GIVEN REQUEST:
Reproduce all of the data exactly.

DATA TO USE:
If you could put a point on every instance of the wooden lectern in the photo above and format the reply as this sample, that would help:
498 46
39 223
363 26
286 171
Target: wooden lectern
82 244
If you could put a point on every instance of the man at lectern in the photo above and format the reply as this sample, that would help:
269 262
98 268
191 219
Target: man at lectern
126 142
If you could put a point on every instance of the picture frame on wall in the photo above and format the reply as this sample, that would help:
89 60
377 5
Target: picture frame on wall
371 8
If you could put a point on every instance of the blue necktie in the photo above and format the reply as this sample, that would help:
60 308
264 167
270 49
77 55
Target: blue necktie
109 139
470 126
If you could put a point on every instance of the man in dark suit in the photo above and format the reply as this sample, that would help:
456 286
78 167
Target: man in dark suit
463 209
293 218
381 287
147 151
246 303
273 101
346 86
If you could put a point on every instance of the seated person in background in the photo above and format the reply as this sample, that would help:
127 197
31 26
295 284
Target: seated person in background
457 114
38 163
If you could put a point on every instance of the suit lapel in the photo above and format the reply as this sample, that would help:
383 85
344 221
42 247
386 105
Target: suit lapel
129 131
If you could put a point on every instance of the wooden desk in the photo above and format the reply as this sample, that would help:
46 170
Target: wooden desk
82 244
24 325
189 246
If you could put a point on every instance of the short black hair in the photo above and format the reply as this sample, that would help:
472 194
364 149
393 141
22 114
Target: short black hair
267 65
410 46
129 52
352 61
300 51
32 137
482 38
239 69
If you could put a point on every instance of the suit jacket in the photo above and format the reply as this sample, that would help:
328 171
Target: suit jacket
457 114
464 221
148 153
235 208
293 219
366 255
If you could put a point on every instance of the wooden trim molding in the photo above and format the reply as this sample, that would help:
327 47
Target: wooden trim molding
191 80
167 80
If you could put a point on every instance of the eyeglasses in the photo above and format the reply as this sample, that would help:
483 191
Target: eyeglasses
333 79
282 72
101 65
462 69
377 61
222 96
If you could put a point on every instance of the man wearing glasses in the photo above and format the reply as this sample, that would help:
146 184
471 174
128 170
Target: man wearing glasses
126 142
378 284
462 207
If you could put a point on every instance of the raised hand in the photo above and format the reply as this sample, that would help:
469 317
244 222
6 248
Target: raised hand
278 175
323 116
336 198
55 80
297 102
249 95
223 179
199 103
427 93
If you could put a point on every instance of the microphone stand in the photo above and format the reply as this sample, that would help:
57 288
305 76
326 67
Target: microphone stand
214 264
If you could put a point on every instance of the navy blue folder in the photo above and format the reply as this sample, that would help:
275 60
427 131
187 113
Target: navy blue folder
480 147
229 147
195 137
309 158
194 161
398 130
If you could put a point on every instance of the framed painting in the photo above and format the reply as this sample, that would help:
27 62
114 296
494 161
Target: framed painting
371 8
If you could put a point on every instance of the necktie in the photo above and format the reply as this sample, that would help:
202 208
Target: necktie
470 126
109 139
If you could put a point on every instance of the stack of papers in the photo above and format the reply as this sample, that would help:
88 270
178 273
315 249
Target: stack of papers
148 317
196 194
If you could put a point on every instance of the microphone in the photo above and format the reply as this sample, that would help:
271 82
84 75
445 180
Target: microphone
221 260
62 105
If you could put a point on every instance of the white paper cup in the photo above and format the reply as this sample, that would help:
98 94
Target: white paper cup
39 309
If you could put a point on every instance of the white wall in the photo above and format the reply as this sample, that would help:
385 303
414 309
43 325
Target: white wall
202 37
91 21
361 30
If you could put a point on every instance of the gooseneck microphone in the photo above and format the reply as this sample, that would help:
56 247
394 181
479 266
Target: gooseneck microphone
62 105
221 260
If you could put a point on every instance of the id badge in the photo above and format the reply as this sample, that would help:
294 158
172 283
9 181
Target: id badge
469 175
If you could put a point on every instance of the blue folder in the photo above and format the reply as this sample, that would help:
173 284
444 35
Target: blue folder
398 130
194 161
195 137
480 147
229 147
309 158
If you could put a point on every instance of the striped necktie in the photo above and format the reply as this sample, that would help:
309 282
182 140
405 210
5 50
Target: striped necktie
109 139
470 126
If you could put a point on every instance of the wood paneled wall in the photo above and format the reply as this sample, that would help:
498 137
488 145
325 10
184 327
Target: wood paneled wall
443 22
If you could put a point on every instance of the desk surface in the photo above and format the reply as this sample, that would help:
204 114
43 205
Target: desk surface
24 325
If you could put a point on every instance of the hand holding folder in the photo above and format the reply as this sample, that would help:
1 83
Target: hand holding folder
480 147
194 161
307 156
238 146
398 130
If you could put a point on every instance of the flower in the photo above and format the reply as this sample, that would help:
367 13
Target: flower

CORRECT ANSWER:
If you could put a point on every instance of the wooden lectern in the photo above and format the reply as this sample, that would help:
498 46
39 223
363 26
286 171
Target: wooden lectern
82 244
If you could put a point on every instance of the man at lectern in the photo above and format the reply as this sample, that would help:
269 262
98 268
191 219
Target: man at lectern
126 142
If you could put a point on every instance of the picture frame on wall in the photo above and format the reply as this sample, that would help:
89 60
377 5
Target: picture frame on wall
371 8
If you could put a point on every instance of the blue necktie in the photo above and format the reply as this sample, that would help:
60 308
264 167
270 49
77 55
Target: blue necktie
109 139
470 126
If you could put a point on every instance of the man in dark suit in the photo above and format the reply as this sample, that would help:
456 286
78 167
Target: man in dark suit
463 209
293 218
381 287
147 151
246 303
273 101
346 86
If you could put a point on every instance of the seated person in background in the photo above and format the reply as this sample, that would help:
127 197
31 26
295 284
Target: seated person in background
457 114
38 163
If you could put a point on every instance of the suit lapel in the photo above and format the reply as this sample, that would help:
383 85
344 221
42 247
386 105
Target: suit lapel
129 131
If you could put a point on every instance of the wooden desk in the photo above and format the reply as this sample, that would help:
46 170
Target: wooden desk
82 244
24 325
189 246
If you could put a point on every instance of the short black hair in the photo above and format the reply as this sample, that would help:
472 194
364 149
393 141
22 114
Target: short black hair
267 65
410 46
129 52
352 61
300 51
32 137
482 38
239 69
If you could put a point on every instance of the suit jacket in the photo above and format the reply as this sample, that would help:
328 171
Target: suit jacket
457 114
464 221
148 153
235 208
293 219
366 255
If you could put a point on every instance of the wooden trim molding in the photo above and format the reply as this sample, that would help:
327 47
Target: wooden trim molding
191 80
167 80
If you could put a point on every instance of the eyeglasses in the photo above and format the reply as this sample, that would help:
483 191
Target: eyeglasses
333 79
282 72
101 65
462 69
377 61
222 96
If you could put a point on every instance of the man wearing glasses in the photo above and format the reply as this sample, that would help:
146 184
471 174
128 170
Target: man wearing glasses
126 142
378 284
462 207
If you could put a point on every instance of the raised hand in the photo above and format the reply as this sample, that would help:
469 317
244 222
6 248
Target: raised hand
278 175
323 116
336 198
55 80
297 102
249 95
223 179
199 103
427 93
If you could put a point on every instance of the microphone stand in the photo above and format the reply as this sample, that would help:
57 288
305 76
326 67
Target: microphone stand
214 264
If you could put a point on every instance of the navy blue folder in the photo above and format the reply as this sample, that would help:
275 60
427 131
187 113
Target: navy blue folder
480 147
229 147
195 137
309 158
194 161
398 130
If you could put a point on every instance of the framed painting in the photo above and format the reply as this sample, that would help:
27 62
114 296
494 161
Target: framed painting
371 8
If you could put a point on every instance of the necktie in the photo above and format the reply as this sample, that would help:
202 208
Target: necktie
470 126
109 139
If you could put a point on every instance of the stack of papers in the photo above and format the reply as this sample, that would help:
88 270
178 273
315 249
Target: stack of papers
148 317
196 194
If you could put a point on every instance of the microphone in the photo above and format the reply as this sample, that would help:
271 82
84 75
445 180
Target: microphone
221 260
62 105
If you could put a point on every instance of the white paper cup in the photo above and format the reply as this sample, that would help:
98 94
Target: white paper cup
39 309
If you could put a point on every instance of the white wall in the photo above and format the reply as this sample, that would help:
385 303
414 309
43 325
Target: white wall
202 37
91 21
361 30
If you could put a point on every instance of the gooseneck microphone in the photo above and format the reply as this sample, that would help:
56 247
394 181
479 266
Target: gooseneck microphone
62 105
221 260
If you could put a point on every instance of the id badge in the photo above and format the reply as this sample, that would help:
294 158
172 283
9 181
Target: id badge
469 175
If you could put a point on every instance of the blue folder in the photo above and format the reply as this sample, that would help:
173 284
444 35
Target: blue folder
398 130
194 161
195 137
480 147
229 147
309 158
If you could put a point on every instance of the striped necktie in the photo above and format the reply as this sample, that would help:
309 282
182 140
405 210
5 50
Target: striped necktie
109 139
470 126
If you could put a point on every instance of the wood paneled wall in the photo above and format the reply as this sample, that would help:
498 137
488 145
325 10
184 327
Target: wood paneled wall
443 22
If you could put a point on every instance of the desk surface in the photo above and format the reply as this sample, that would help:
204 114
43 205
Target: desk surface
24 325
If you could put a point on every instance of the hand holding folder in the photo above and format the reply as this sample, that would help:
1 83
Target: hand holding folder
480 147
194 161
307 156
238 146
398 130
If you could put a point on every instance of the flower in the photo above and format the reply as this sample, that would help:
367 13
Target: flower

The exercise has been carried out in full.